>>>>>
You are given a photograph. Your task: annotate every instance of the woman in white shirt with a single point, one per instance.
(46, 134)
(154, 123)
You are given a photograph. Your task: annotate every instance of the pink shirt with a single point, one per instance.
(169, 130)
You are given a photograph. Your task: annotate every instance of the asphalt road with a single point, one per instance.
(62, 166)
<<<<<
>>>>>
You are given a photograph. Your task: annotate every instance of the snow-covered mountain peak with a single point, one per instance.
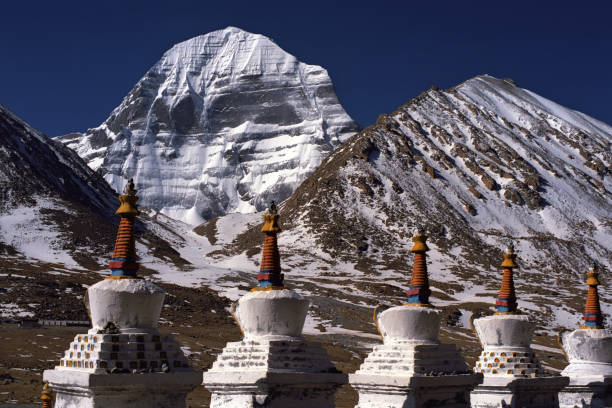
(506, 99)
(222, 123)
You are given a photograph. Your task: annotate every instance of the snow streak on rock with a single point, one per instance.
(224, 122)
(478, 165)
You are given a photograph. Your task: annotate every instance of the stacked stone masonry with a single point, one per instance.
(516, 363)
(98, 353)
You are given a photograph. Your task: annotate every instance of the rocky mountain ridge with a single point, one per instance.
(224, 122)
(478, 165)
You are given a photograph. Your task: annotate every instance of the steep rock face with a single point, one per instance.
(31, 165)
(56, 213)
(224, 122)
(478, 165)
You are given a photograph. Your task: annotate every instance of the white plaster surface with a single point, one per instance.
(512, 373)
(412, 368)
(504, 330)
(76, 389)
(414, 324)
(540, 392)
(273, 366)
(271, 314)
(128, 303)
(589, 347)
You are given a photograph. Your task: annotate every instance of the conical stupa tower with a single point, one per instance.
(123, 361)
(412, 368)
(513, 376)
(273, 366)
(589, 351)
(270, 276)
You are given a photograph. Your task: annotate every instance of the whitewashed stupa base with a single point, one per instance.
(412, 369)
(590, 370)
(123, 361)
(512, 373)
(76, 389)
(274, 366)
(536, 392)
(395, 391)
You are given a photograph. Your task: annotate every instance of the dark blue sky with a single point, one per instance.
<<<<<
◆ **Try it**
Starting with the line that holds "ridge with a single point, one per instance." and ending with the line that holds "sky with a single point, one per instance.", retype every line in the data above exactly, and nothing else.

◆ **Output**
You are given a photograph. Your task: annotate every instance of the rocky mountain ridge with a single point, one per instance.
(224, 122)
(478, 165)
You are given a photograph. Your task: annotate every instance of the steep rock face with a single point, one per instance.
(31, 165)
(56, 213)
(224, 122)
(478, 165)
You are given a photograph. Your task: annotate every instance of the white plaster surface with a single point, one per instance.
(512, 373)
(412, 368)
(504, 330)
(76, 389)
(414, 324)
(540, 392)
(273, 366)
(271, 314)
(128, 303)
(589, 347)
You are given a photograph. Your task: annotate every instance of the conical stupa tower with a single point, one per instance.
(123, 361)
(412, 368)
(513, 376)
(273, 366)
(589, 351)
(270, 276)
You are given a photograph. Your task: annotate every instance of the whitewashed stupa base with a single point, one per instance.
(412, 369)
(590, 370)
(123, 361)
(512, 373)
(76, 389)
(274, 366)
(536, 392)
(395, 391)
You are given a photograph. Your task: annotate every instance of the dark blue sky with a single point, one per instance.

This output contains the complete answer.